§ **TASK DESCRIPTION**
All entries are to be given again verbatim.

Object location annotation data
## start
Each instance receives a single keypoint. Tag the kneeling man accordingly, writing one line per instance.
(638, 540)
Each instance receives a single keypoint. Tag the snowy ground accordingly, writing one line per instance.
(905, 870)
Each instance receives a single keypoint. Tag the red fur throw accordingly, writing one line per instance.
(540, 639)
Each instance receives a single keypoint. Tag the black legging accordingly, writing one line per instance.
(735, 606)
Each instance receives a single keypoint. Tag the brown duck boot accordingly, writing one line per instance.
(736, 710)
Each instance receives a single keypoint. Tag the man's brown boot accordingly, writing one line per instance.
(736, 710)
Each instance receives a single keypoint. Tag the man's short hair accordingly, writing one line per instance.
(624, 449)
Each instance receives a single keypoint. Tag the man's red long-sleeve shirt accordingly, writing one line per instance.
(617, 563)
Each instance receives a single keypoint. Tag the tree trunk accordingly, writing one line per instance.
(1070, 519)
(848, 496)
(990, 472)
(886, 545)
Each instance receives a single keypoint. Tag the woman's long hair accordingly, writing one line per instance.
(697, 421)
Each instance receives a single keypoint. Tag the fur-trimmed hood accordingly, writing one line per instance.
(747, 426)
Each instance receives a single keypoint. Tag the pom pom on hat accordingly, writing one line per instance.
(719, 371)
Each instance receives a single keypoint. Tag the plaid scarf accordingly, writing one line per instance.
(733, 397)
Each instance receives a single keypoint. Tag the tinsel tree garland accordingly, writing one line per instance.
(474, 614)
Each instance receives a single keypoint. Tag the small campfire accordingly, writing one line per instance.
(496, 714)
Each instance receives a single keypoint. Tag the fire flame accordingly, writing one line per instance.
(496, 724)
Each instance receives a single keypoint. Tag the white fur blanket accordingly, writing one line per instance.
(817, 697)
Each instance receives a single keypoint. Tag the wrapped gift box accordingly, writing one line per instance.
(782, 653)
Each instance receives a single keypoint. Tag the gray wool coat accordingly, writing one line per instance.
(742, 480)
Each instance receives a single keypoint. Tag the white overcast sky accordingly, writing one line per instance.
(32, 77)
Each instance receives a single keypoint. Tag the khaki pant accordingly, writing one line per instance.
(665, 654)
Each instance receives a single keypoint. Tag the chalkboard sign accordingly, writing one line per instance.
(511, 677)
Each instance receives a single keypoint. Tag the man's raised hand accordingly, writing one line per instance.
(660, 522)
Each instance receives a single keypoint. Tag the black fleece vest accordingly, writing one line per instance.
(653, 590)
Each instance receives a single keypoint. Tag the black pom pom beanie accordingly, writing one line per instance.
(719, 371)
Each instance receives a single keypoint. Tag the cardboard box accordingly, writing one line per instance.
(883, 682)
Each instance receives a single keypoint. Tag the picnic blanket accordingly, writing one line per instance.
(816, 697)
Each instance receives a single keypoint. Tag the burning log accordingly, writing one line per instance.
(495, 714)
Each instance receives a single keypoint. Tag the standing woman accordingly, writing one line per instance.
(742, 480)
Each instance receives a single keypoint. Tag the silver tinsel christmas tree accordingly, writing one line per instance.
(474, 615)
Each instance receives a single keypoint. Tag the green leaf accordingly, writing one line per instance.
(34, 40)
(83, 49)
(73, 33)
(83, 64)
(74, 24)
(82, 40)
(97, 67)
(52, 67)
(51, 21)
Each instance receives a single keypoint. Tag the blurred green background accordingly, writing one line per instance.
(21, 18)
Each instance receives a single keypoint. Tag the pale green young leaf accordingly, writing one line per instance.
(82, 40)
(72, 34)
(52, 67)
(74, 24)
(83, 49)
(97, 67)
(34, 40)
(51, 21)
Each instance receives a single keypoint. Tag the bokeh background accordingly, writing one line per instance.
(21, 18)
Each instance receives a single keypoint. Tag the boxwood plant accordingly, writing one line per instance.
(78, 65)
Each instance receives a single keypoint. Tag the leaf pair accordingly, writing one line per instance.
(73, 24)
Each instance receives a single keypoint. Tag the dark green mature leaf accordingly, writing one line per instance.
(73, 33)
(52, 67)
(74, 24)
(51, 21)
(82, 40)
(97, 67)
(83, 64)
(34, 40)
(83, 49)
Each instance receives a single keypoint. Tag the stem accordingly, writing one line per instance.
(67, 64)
## end
§ **THE REPLY**
Each instance receives a single keypoint. Tag the kneeling man accordingly, writing one line per instance.
(638, 540)
Each instance receives a single keypoint. Tag the snowy ground accordingly, writing one line per instance.
(905, 870)
Each instance receives a single keypoint. Tag the red fur throw accordingly, writing one line per instance.
(540, 639)
Each instance receives a single keypoint. Tag the black legging accordingly, writing one line per instance.
(735, 606)
Each instance receives a single keypoint. Tag the brown duck boot accordingly, writing one line per instance.
(736, 710)
Each instance receives a single keypoint. Tag the man's brown boot accordingly, writing one line per instance.
(736, 710)
Each instance receives a single keypoint. Tag the man's short hair accordingly, writing one line per instance.
(624, 449)
Each instance receives a single keypoint. Tag the man's red long-sleeve shirt accordingly, writing one line per instance.
(617, 563)
Each instance receives a single keypoint. Tag the tree trunk accordingly, writing one line per instance.
(1070, 519)
(848, 496)
(990, 472)
(886, 545)
Each instance receives a single keypoint. Tag the woman's long hair accordingly, writing one line per instance.
(697, 421)
Each instance receives a single keypoint. Tag the fur-trimmed hood accordingly, writing one line per instance.
(747, 426)
Each instance receives a single keypoint. Tag the pom pom on hat accordingly, writing one line per instance.
(719, 371)
Each instance receives a single keypoint. Tag the plaid scarf accordingly, writing one line per instance.
(733, 397)
Each instance receives a single keypoint. Tag the tinsel tree garland accordingly, writing one line per instance.
(474, 614)
Each instance receives a single keypoint. Tag the small campfire accordingly, writing one line per instance.
(496, 714)
Each instance receives a single keypoint. Tag the fire flame accordingly, writing one line per instance.
(496, 724)
Each instance receives a single keypoint. Tag the white fur blanket accordingly, writing one line per instance.
(817, 697)
Each instance receives a single keypoint. Tag the wrapped gift box accordingly, writing one line per instance.
(782, 653)
Each instance receives a single keypoint. Tag the gray wool coat accordingly, writing one line per instance.
(742, 480)
Each instance receives a single keypoint. Tag the white overcast sky accordingly, writing one line per instance.
(32, 77)
Each instance receives a single keypoint. Tag the khaki pant accordingly, writing one line per instance.
(665, 654)
Each instance receives a single keypoint. Tag the chalkboard sign accordingly, writing one line per instance.
(511, 677)
Each instance receives a single keypoint. Tag the man's raised hand accordingly, writing one line per instance.
(660, 522)
Each instance receives a single keypoint. Tag the black fleece vest accordingly, writing one line per instance.
(653, 590)
Each instance receives a single keypoint. Tag the black pom pom beanie accordingly, writing one line per instance.
(719, 371)
Each instance receives a single keypoint. Tag the cardboard box accordingly, writing one line per instance.
(883, 682)
Each instance receives a single keypoint. Tag the picnic blanket accordingly, writing one line per instance.
(816, 697)
Each instance receives a single keypoint. Tag the burning log accordingly, writing one line per instance.
(495, 714)
Each instance receives a single keypoint. Tag the standing woman accordingly, writing one line per instance.
(742, 480)
Each instance receives a single keypoint. Tag the silver tinsel christmas tree accordingly, writing one line per instance.
(474, 615)
Each instance receives a single keypoint. Tag the green leaf accordingly, writing one line per instance.
(34, 40)
(83, 49)
(73, 33)
(83, 64)
(74, 24)
(82, 40)
(97, 67)
(52, 67)
(51, 21)
Each instance receives a single keypoint. Tag the blurred green background accordingly, writing one line per instance.
(21, 18)
Each instance receives a single keypoint. Tag the pale green young leaf accordingly, writing one line per instance.
(82, 40)
(72, 34)
(52, 67)
(74, 24)
(83, 49)
(97, 67)
(34, 40)
(51, 21)
Each instance receives a single keypoint. Tag the bokeh background accordingly, writing one line per instance.
(21, 18)
Each instance receives a single keypoint. Tag the boxwood plant accordingly, writing one line per instance.
(78, 65)
Each instance receives a single keypoint. Tag the leaf pair accordingly, writing one line per instance.
(73, 24)
Each instance receives a single keypoint. Tag the dark green mature leaf accordingly, writing one line per instance.
(73, 33)
(52, 67)
(74, 24)
(51, 21)
(82, 40)
(97, 67)
(83, 64)
(34, 40)
(83, 49)
Each instance receives a single keypoint. Tag the stem accordingly, writing one line per instance.
(67, 64)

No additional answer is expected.